C++ coroutines: Getting rid of our reference count

Raymond Chen

April 16th, 20210 0

In an earlier installment, we simplified our promise_ptr type, and one of the consequences of this is that there are no remaining caller of increment_ref. This means that we don’t need a reference count at all and can rely on the state changes to tell us when to destroy the promise: When the awaiter has obtained the result or, or when the coroutine completes and discovers that the awaiter has abandoned its effort to obtain the result.

This means that we need a new sentinel value to mean “abandoned”.

If I could target C++20, then I would have noop_coroutine_handle available to use for another sentinel value.¹ But I want to be able to run on MSVC’s coroutine implementation in C++17, so that’s off the table.

I can’t think of another coroutine handle that we can use for our new sentinel value, so I’m going to use a trick: Coroutine handles can be converted to and from void*, and the void* represents the “address” of the coroutine, for some unspecified meaning of address.

If we assume that the term address means that the result must be the address of something, then we can convert all of our coroutine handles to void*, and our sentinel values become pointers that are known not to point to a valid coroutine. We can’t use our this pointer, because the coroutine might have the promise as its first member, and that would make the addresses match. Similarly, we can’t use the address of the promise’s first nonstatic member variable. But we could use a pointer to a second or subsequent nonstatic member variable (assuming it isn’t marked as [[no_unique_address]]). Or we could declare some static variables for the sole purpose of providing unique addresses.

But instead, I’m going to use some hard-coded invalid pointer values, like (void*)1, because the code generation for them will be more efficient.

Okay, so our values are

nullptr if the coroutine is running and nobody is awaiting (“started”).
(void*)1 if the coroutine has completed (“completed”).
address if another coroutine is awaiting (“awaiting”).
(void*)2 if the awaiter has been abandoned (“abandoned”).

We have two life cycles running in parallel: One of the life cycle of the coroutine body, and the other is the life cycle of the task. The coroutine body will eventually complete. The task will usually (but not always) be awaited, and then will always be abandoned.

In other words, we have started → awaiting (maybe) → abandoned, and the completed step can be inserted at any arrow.

The results are

started → completed → awaiting → abandoned: This is the case where the coroutine completes before anybody can await on it.
started → awaiting → completed → abandoned: This is the common case where the task is awaited before it completes.
started → awaiting → abandoned → completed: This case is not possible because the awaiting phase will always wait for completed before continuing to abandoned.
started → completed → abandoned: This is the case where the coroutine completes before the task is abandoned without ever having been awaited.
started → abandoned → completed: This is the case where the coroutine is abandoned before it completes.

Studying the four legal transition sequences leads to this state transition action chart:

From To	completed	awaiting	abandoned
started	Do nothing	Do nothing	Do nothing
completed		Resume awaiter	Destroy promise
awaiting	Resume awaiter
abandoned	Destroy promise

Okay, now we can implement the diagrams.

#### Dataset records
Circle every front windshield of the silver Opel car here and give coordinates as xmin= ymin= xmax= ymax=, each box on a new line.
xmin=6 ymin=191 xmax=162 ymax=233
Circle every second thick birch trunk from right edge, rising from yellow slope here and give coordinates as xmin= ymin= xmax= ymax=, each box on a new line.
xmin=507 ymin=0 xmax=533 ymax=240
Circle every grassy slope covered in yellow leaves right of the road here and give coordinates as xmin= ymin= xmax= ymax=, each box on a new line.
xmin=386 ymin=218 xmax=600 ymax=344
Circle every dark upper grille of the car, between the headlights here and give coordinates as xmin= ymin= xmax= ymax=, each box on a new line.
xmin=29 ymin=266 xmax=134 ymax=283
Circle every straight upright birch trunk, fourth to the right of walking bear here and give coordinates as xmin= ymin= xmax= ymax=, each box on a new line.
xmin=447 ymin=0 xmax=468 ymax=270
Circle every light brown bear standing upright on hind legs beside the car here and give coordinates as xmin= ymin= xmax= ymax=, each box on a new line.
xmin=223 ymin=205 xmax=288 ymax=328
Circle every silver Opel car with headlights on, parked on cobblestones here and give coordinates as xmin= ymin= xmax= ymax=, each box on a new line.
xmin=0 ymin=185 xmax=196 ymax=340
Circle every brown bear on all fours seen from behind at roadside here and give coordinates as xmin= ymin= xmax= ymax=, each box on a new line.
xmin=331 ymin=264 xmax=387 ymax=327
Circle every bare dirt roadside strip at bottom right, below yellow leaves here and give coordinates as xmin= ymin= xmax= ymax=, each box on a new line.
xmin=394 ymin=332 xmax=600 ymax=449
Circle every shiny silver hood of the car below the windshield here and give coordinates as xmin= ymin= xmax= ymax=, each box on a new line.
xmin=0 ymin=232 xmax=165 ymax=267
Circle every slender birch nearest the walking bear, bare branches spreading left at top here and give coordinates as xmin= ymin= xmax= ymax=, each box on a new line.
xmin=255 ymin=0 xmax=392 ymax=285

==

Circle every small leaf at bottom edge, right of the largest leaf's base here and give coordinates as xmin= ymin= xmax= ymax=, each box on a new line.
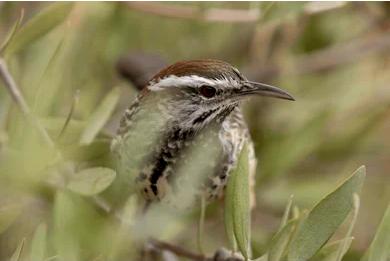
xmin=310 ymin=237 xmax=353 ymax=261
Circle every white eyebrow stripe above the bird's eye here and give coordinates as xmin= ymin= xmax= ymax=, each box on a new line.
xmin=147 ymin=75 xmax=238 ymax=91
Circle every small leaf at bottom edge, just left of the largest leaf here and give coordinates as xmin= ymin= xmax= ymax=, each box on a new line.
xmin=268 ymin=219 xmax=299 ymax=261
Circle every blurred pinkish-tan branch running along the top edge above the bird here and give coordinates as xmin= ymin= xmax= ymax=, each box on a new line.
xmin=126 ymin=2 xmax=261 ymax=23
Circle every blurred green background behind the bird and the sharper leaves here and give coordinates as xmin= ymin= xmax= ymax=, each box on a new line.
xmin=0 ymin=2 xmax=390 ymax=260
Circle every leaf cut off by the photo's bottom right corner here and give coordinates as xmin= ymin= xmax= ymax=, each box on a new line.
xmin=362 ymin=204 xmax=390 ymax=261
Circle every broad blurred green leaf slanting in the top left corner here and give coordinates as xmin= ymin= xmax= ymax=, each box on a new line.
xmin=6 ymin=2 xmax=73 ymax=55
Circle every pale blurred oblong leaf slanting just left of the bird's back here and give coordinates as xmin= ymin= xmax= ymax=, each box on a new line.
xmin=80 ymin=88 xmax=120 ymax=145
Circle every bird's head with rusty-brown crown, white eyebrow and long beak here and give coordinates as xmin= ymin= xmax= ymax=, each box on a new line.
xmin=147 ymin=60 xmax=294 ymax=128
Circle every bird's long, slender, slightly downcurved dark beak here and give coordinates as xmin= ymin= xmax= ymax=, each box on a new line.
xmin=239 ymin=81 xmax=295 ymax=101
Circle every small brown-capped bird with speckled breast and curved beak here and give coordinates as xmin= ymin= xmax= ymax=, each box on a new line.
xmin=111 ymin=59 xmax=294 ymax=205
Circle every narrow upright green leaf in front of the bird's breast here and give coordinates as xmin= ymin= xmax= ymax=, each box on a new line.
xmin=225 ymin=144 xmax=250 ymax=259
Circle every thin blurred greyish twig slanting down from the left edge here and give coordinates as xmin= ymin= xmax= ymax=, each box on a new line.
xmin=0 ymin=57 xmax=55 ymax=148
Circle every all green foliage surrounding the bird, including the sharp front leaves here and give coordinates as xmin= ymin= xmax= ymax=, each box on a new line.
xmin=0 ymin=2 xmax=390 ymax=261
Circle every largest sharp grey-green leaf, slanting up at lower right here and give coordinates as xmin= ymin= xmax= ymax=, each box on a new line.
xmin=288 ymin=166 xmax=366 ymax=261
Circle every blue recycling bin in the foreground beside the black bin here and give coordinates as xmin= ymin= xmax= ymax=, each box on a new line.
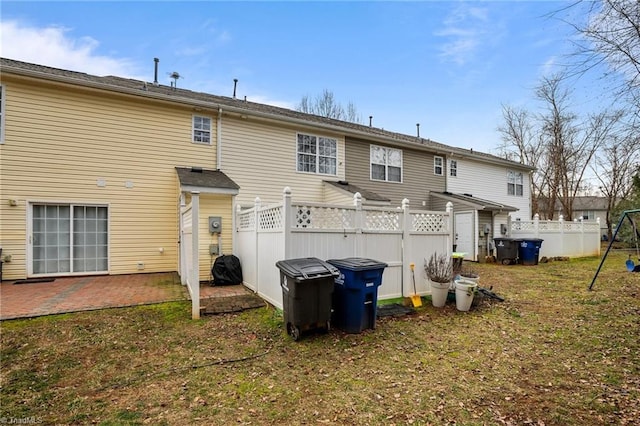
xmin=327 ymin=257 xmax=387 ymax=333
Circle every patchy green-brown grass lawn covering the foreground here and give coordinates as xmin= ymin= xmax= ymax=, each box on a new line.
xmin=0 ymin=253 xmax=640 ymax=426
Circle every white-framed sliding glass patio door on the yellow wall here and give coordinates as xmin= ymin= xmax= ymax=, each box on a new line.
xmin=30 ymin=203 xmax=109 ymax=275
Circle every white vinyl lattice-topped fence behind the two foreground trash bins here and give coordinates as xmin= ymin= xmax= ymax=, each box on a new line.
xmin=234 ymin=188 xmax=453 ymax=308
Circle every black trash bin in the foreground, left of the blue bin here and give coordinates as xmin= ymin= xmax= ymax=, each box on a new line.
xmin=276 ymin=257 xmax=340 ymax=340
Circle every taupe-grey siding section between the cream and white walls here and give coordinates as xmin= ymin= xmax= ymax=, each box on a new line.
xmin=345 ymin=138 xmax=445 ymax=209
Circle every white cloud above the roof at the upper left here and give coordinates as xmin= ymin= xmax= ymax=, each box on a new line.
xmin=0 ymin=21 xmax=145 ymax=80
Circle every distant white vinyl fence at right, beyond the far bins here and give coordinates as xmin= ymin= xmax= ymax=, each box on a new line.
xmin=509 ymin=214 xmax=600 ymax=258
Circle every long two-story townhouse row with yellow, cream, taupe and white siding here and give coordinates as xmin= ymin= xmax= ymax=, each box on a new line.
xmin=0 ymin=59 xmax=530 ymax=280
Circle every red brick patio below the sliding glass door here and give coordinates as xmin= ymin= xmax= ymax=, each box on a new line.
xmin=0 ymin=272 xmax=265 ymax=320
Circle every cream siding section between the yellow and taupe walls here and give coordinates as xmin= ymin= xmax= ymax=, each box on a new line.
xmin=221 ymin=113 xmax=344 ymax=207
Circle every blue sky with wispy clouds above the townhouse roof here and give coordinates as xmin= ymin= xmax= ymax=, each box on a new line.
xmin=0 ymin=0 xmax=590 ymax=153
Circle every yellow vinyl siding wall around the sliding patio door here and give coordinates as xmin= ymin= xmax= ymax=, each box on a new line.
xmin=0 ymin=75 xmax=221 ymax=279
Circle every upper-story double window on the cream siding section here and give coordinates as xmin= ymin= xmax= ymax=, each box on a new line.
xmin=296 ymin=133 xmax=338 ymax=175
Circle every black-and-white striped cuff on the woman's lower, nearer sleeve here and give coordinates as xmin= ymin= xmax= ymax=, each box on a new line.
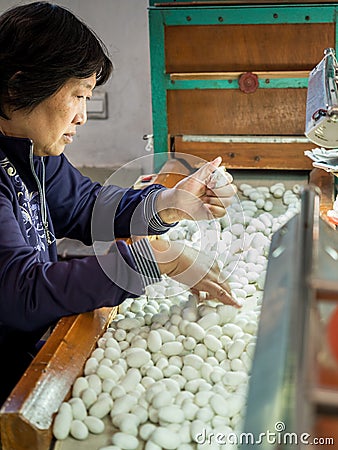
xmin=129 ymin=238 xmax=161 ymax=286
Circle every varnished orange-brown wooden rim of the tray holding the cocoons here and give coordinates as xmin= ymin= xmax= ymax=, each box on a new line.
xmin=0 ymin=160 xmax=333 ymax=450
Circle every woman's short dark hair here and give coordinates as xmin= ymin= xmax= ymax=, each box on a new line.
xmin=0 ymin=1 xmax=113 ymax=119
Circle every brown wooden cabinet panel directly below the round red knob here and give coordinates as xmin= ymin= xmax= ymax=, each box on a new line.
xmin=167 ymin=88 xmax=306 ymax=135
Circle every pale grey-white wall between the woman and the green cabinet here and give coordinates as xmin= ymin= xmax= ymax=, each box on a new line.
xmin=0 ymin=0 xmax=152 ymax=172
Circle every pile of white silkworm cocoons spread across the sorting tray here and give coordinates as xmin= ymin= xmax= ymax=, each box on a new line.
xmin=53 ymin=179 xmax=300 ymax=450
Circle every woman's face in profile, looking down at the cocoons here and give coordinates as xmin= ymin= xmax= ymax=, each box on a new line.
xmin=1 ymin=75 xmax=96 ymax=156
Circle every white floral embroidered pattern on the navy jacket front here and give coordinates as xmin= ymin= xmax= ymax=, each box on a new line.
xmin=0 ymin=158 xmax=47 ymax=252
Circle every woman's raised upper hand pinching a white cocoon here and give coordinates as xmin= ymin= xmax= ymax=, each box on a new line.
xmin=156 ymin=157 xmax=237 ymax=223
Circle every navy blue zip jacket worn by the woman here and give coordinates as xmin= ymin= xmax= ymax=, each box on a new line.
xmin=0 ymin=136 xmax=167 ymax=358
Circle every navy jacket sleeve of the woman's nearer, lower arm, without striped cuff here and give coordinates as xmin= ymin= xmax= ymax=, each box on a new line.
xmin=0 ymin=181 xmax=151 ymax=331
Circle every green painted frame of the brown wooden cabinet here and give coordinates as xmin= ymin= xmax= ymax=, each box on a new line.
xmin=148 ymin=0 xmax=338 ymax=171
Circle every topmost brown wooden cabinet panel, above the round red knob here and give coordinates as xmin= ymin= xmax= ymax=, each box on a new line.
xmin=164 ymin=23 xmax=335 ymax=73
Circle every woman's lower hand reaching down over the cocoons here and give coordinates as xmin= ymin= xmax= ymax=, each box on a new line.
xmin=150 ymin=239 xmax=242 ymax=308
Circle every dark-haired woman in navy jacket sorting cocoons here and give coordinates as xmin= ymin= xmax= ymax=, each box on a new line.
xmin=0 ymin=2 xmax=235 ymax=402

#### Your objective
Answer these about the text on dropping the coroutine reference count:
(a) Which value signals that the awaiter has been abandoned?
(b) Why is noop_coroutine_handle unavailable as a sentinel?
(c) What action does the chart give for a change from completed to abandoned?

#### Final answer
(a) (void*)2
(b) The code has to run on MSVC's coroutine implementation in C++17.
(c) Destroy the promise.